Answer these questions from the family needs text below:
(a) What does the text call an important part of healthy family communication?
(b) What does the social support network include?
(c) According to the text, what are members of strong families extremely good at?

Page extract

----------

Family NeedsFamily Needs

Needs of a Family to Function Healthy

Positive Communication

Communication is the process by which family members share information about personal needs, wants, and values. Positive feedback is intended to maximize change. It includes sharing feelings, giving compliments, avoiding blame, being able to compromise, and agreeing to disagree. This includes being cooperative rather than competitive.

Members of strong families are extremely good at listening. They have an appreciation and affection for each other that includes kindness, caring for each other, respect for individuality, and a feeling of security. Humor is an important part of healthy family communication. Humor can reduce daily tensions, facilitate conversations, express feelings of warmth and affection, lessen anxiety, point out mistakes made by others, and entertain. It can also help put others at ease, and help maintain a positive outlook on life.

 


 

Social Support Systems

Social support is very important when a family is faced with problems. The social support network includes kin, friends, neighbors, social service institutions, and special self-help groups. It is an important resource because it includes economic resources and educational and related opportunities. A healthy family has the ability to reach outside of the family and into the community for help.

----------

Raw data
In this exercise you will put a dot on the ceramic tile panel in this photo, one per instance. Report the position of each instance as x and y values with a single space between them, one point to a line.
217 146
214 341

----------

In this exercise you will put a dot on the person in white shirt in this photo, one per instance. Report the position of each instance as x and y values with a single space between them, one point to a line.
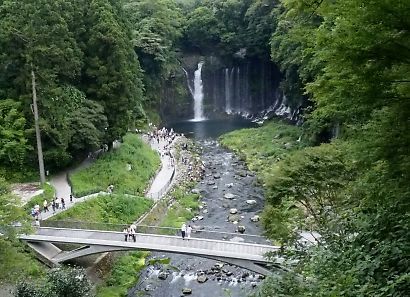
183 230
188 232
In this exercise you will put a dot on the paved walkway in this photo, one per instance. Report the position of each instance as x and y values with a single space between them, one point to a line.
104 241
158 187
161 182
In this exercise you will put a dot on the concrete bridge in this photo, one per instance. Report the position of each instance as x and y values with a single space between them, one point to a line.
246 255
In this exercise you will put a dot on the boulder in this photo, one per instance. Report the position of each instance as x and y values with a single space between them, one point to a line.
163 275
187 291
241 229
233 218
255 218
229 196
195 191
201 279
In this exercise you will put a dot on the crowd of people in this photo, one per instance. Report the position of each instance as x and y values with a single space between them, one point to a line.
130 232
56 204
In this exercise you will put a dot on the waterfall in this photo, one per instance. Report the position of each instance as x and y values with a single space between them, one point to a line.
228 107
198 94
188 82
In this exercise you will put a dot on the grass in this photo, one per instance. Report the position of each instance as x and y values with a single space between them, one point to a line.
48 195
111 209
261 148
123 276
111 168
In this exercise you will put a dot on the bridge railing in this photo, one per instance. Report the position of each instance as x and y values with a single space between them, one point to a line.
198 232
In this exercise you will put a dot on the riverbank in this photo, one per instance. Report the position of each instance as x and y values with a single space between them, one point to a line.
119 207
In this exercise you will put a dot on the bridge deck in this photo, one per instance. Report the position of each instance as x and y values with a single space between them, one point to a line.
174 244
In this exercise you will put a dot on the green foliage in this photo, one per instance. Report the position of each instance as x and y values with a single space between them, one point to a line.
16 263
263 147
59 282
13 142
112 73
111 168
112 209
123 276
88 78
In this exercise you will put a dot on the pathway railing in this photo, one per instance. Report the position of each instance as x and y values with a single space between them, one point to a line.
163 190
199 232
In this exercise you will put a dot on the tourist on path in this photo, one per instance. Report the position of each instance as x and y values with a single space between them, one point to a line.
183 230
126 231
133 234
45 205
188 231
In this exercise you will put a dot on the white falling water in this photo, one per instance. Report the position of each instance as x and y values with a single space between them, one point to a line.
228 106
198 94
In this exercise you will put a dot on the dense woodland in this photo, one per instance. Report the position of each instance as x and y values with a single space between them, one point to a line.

----------

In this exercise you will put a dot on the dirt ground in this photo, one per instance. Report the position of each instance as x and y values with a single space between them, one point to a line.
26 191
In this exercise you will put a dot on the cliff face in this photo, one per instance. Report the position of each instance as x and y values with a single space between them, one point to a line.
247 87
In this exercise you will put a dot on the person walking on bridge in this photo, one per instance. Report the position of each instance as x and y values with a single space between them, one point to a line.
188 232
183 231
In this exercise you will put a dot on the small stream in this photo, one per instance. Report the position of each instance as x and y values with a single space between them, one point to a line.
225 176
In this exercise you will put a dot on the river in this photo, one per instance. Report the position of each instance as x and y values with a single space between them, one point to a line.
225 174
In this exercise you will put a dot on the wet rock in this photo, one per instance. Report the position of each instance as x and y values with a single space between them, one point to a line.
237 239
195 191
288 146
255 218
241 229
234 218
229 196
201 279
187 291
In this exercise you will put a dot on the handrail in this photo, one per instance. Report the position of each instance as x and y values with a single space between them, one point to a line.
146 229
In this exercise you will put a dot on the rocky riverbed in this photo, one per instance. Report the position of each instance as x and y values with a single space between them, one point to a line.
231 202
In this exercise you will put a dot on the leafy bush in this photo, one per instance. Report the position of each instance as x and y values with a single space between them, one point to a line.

----------

Problem solution
(a) Humor.
(b) Kin, friends, neighbors, social service institutions, and special self-help groups.
(c) Listening.